── Exercise material
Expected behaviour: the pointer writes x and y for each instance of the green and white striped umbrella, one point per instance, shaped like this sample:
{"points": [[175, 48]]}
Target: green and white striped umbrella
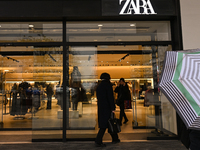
{"points": [[180, 83]]}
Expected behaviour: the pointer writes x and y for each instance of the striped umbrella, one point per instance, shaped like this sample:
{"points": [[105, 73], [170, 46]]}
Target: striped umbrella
{"points": [[180, 83]]}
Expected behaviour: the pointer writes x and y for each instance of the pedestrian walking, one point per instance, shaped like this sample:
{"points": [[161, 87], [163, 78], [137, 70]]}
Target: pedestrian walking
{"points": [[106, 105], [123, 94]]}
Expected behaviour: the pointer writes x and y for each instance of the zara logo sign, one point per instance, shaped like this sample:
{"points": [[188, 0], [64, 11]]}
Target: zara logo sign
{"points": [[137, 7]]}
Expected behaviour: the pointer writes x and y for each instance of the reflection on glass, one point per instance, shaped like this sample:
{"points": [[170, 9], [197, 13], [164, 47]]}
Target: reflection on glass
{"points": [[31, 32], [118, 31], [83, 78], [30, 76], [47, 76]]}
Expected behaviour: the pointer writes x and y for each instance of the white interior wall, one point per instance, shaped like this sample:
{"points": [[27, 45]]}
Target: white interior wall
{"points": [[190, 16]]}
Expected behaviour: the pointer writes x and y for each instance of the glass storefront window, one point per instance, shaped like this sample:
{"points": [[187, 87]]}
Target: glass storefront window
{"points": [[34, 75], [118, 31], [31, 77], [30, 32]]}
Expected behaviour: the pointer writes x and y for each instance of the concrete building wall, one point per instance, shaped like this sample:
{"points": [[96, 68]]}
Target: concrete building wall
{"points": [[190, 16]]}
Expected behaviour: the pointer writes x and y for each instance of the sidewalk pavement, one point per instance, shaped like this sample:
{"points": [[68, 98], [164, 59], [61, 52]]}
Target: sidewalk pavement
{"points": [[89, 145]]}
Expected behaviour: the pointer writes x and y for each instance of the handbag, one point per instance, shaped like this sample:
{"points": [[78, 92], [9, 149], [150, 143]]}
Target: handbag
{"points": [[127, 104], [113, 124], [119, 100]]}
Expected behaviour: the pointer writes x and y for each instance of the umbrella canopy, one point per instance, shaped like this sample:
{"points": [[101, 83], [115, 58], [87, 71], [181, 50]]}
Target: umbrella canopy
{"points": [[180, 83]]}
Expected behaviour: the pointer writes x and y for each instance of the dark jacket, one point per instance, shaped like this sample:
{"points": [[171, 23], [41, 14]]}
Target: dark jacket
{"points": [[105, 103], [123, 91]]}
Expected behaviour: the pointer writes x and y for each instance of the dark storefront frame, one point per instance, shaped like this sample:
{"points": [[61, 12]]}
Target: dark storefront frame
{"points": [[176, 41]]}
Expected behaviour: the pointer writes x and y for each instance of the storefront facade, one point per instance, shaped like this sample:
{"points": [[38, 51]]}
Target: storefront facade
{"points": [[53, 52]]}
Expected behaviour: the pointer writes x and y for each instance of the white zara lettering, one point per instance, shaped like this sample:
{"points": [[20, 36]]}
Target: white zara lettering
{"points": [[137, 7]]}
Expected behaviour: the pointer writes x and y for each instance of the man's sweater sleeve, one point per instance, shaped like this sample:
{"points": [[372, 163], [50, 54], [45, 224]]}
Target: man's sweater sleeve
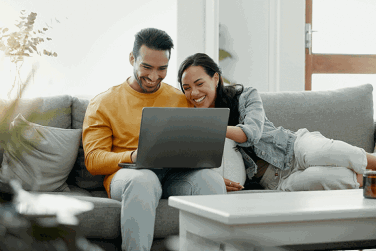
{"points": [[97, 144]]}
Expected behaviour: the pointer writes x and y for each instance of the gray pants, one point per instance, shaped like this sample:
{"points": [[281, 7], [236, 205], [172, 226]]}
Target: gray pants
{"points": [[319, 163], [140, 191]]}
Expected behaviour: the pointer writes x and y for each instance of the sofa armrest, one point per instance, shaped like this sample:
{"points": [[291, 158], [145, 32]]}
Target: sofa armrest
{"points": [[374, 136]]}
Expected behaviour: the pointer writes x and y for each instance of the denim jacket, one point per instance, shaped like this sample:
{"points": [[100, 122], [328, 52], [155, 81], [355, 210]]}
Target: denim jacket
{"points": [[274, 145]]}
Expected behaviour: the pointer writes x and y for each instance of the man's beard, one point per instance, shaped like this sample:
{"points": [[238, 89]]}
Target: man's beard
{"points": [[139, 82]]}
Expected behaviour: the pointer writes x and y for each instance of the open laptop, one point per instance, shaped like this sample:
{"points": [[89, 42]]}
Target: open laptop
{"points": [[181, 138]]}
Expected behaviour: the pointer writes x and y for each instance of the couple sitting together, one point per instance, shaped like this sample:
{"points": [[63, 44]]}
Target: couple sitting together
{"points": [[276, 158]]}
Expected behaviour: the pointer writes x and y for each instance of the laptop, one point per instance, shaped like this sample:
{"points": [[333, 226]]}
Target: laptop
{"points": [[181, 138]]}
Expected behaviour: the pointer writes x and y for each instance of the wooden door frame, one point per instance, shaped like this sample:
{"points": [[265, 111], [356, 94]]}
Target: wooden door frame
{"points": [[334, 63]]}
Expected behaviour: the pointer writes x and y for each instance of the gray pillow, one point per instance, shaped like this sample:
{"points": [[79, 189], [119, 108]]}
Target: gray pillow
{"points": [[40, 157]]}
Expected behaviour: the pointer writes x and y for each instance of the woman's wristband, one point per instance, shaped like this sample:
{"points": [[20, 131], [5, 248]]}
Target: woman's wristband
{"points": [[132, 155]]}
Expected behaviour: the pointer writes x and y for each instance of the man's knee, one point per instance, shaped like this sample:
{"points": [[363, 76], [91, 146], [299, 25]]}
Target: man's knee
{"points": [[136, 182]]}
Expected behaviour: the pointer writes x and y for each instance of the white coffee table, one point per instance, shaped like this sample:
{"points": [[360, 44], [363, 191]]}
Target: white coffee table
{"points": [[274, 219]]}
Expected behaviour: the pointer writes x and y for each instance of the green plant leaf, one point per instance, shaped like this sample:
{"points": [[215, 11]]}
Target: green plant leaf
{"points": [[224, 54]]}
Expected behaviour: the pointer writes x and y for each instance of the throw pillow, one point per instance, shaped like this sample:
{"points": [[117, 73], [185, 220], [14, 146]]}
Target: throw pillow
{"points": [[232, 167], [39, 157]]}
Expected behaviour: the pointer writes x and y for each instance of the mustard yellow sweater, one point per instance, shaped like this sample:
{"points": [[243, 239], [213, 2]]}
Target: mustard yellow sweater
{"points": [[112, 124]]}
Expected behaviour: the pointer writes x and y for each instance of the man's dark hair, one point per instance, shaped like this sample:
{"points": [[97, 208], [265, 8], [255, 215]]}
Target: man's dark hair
{"points": [[227, 96], [154, 39]]}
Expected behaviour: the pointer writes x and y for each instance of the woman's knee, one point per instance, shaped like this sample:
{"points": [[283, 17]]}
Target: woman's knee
{"points": [[209, 182], [324, 178]]}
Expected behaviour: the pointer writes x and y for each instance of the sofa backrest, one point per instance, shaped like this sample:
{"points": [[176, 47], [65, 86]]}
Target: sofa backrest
{"points": [[79, 175], [344, 114]]}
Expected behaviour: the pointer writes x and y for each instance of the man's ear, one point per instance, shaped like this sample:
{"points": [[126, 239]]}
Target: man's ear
{"points": [[131, 58], [216, 77]]}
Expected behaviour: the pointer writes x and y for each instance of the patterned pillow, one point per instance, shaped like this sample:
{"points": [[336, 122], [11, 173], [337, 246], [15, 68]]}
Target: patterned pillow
{"points": [[40, 157]]}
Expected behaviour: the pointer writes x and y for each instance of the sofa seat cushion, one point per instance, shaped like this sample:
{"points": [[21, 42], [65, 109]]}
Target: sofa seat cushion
{"points": [[101, 222]]}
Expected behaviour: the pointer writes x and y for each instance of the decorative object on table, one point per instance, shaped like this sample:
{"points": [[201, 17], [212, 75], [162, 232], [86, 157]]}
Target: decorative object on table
{"points": [[54, 230]]}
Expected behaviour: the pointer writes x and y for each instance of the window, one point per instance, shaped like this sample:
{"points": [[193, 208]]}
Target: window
{"points": [[342, 52]]}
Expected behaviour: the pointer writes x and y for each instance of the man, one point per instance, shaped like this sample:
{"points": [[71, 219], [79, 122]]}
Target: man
{"points": [[110, 135]]}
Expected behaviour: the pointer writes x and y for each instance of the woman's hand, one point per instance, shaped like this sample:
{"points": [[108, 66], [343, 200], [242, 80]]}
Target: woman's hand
{"points": [[232, 186], [134, 156], [236, 134]]}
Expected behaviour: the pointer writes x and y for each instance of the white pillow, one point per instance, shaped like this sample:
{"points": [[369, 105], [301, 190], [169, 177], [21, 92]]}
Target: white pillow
{"points": [[39, 157], [232, 167]]}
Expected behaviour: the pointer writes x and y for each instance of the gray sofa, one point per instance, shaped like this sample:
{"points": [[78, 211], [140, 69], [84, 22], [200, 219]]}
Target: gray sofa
{"points": [[345, 114]]}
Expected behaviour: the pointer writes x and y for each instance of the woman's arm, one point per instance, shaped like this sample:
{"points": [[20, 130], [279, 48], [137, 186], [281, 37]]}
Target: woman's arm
{"points": [[236, 134], [252, 116]]}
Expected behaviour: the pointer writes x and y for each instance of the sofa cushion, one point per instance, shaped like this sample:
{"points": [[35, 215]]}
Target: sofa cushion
{"points": [[80, 176], [47, 111], [103, 221], [344, 114], [40, 157]]}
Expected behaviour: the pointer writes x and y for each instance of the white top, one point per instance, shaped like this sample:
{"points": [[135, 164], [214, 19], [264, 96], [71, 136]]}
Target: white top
{"points": [[251, 208]]}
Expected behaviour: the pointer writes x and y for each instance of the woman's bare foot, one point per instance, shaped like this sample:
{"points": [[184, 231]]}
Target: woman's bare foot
{"points": [[371, 161], [359, 178]]}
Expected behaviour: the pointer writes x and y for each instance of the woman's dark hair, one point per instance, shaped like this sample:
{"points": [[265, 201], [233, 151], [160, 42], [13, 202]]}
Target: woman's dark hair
{"points": [[154, 39], [227, 96]]}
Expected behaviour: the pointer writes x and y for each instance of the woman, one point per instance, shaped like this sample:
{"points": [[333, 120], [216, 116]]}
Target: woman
{"points": [[277, 158]]}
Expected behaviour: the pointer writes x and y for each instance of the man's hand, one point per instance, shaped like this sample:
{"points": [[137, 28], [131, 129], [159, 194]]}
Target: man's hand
{"points": [[134, 156], [232, 186]]}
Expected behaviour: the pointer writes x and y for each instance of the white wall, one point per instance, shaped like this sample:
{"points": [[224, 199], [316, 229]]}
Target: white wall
{"points": [[266, 39], [93, 41]]}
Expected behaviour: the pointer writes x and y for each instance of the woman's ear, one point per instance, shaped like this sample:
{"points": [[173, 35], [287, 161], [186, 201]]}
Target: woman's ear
{"points": [[216, 78], [131, 58]]}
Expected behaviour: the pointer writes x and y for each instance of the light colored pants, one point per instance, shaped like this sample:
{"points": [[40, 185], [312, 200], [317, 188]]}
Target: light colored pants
{"points": [[319, 163], [140, 191]]}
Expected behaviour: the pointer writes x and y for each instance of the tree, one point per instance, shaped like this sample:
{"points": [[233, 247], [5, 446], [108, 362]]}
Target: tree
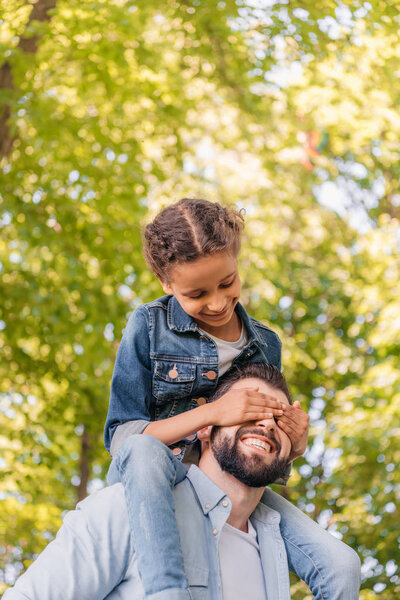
{"points": [[112, 109]]}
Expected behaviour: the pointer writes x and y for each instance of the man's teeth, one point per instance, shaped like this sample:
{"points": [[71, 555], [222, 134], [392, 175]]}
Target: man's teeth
{"points": [[257, 443]]}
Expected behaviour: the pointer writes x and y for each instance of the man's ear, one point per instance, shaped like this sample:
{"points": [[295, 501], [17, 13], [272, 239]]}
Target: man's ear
{"points": [[204, 433]]}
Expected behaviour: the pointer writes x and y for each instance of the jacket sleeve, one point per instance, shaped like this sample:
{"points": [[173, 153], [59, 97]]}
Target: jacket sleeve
{"points": [[88, 558], [130, 397]]}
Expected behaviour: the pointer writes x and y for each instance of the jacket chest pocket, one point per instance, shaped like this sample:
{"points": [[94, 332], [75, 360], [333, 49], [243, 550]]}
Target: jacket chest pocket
{"points": [[172, 380]]}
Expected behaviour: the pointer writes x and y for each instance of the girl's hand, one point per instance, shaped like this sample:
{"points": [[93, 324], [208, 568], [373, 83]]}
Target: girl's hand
{"points": [[244, 405], [294, 422]]}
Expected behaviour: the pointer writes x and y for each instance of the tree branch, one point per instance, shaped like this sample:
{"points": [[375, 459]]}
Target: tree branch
{"points": [[28, 44]]}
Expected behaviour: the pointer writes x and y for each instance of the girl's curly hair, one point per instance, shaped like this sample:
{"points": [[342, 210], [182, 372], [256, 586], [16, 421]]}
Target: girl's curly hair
{"points": [[187, 230]]}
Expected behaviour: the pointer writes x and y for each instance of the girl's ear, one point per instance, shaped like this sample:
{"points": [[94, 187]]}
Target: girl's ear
{"points": [[166, 287], [204, 433]]}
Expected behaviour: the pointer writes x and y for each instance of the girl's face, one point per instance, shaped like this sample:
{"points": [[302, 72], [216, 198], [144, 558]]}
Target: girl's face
{"points": [[208, 290]]}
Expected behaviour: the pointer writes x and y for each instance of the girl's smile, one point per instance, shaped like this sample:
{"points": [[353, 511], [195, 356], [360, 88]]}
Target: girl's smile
{"points": [[208, 290]]}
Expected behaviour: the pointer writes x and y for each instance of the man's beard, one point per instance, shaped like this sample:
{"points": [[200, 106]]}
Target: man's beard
{"points": [[250, 470]]}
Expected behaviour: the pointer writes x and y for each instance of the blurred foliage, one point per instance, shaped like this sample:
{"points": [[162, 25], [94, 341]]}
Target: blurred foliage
{"points": [[289, 110]]}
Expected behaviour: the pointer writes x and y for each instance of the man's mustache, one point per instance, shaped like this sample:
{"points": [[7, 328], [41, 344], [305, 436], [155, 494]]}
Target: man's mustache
{"points": [[258, 431]]}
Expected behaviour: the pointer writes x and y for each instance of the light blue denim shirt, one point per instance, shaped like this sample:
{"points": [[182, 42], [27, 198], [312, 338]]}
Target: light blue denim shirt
{"points": [[93, 557]]}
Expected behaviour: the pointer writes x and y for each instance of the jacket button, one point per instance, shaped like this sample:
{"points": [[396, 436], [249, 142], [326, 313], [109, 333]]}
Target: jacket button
{"points": [[210, 375], [173, 373]]}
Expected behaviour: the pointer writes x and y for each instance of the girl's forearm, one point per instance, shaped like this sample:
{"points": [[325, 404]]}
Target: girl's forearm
{"points": [[174, 429]]}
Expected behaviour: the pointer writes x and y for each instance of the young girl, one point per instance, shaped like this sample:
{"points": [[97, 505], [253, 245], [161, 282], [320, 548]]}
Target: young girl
{"points": [[171, 355]]}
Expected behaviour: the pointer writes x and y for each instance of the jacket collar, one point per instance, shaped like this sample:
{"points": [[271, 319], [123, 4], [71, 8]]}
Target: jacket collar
{"points": [[179, 320]]}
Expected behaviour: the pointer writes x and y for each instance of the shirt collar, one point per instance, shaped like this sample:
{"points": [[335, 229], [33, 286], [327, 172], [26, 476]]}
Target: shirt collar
{"points": [[179, 320], [208, 493]]}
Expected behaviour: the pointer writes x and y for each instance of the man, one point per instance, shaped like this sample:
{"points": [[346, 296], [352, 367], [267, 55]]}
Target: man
{"points": [[231, 542]]}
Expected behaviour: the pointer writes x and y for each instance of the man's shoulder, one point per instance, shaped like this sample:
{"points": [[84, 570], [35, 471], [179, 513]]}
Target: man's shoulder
{"points": [[104, 513], [104, 498]]}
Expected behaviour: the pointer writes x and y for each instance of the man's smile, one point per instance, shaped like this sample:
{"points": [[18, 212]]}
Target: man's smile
{"points": [[262, 443]]}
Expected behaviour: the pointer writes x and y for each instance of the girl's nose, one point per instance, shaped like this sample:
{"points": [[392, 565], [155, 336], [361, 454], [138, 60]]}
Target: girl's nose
{"points": [[216, 304]]}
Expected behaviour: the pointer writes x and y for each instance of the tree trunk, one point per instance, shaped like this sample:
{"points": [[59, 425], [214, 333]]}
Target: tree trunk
{"points": [[40, 12], [84, 467]]}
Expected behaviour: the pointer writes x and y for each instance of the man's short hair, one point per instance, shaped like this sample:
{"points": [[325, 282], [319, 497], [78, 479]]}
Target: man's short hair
{"points": [[257, 370]]}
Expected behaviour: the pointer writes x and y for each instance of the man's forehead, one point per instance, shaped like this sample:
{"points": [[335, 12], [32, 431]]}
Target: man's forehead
{"points": [[263, 387]]}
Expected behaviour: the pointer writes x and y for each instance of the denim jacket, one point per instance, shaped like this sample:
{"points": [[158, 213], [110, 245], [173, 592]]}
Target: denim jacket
{"points": [[165, 365]]}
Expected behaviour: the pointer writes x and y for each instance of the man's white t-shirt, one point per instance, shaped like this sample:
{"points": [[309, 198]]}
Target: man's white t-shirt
{"points": [[241, 570]]}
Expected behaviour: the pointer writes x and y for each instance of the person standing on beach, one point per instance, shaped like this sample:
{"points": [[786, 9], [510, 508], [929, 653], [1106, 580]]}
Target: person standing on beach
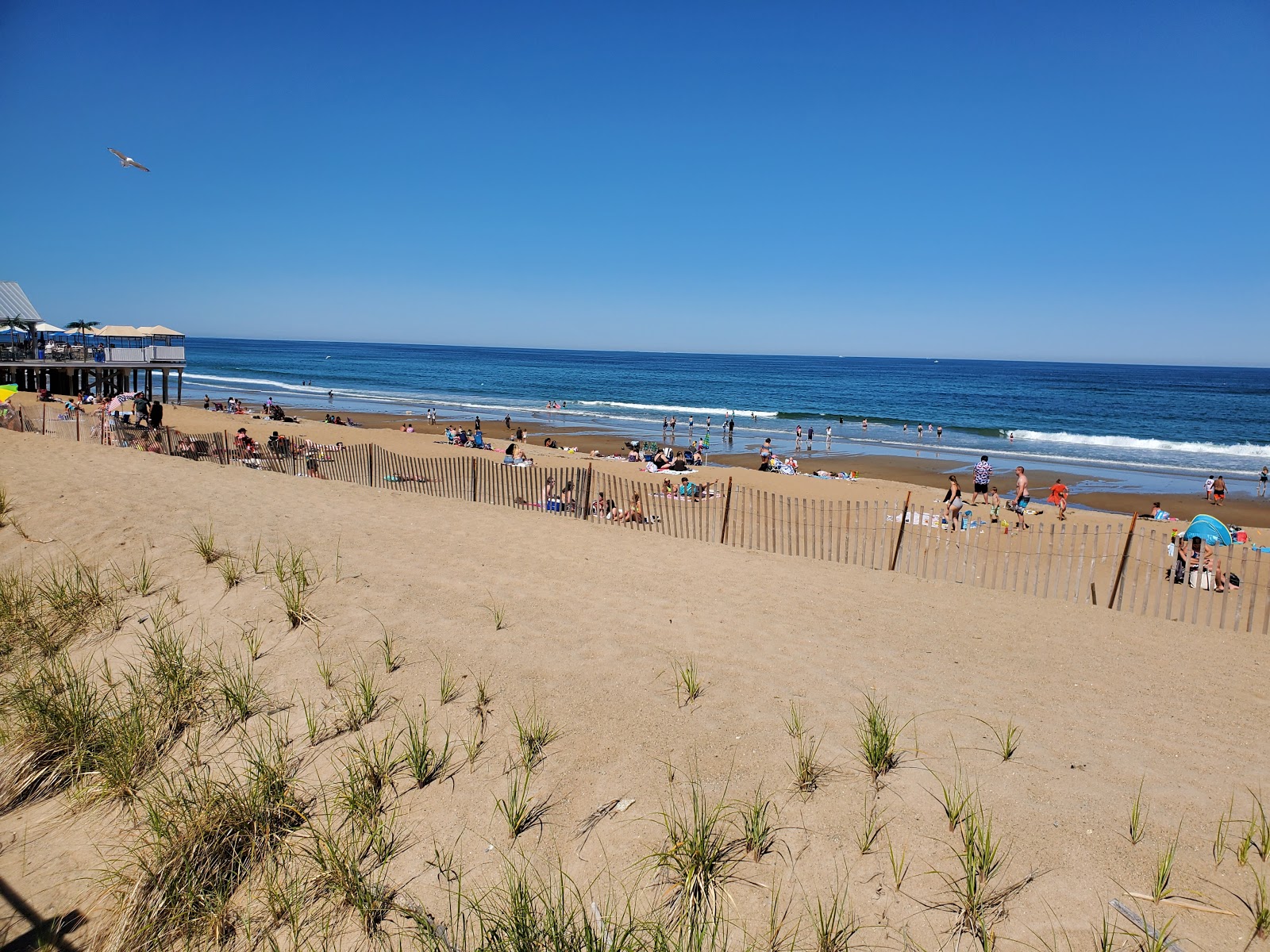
────
> Brief
Count the lines in the rows above that contain the string "green", matching case exactly. Reply with the number alone.

> Solution to this task
4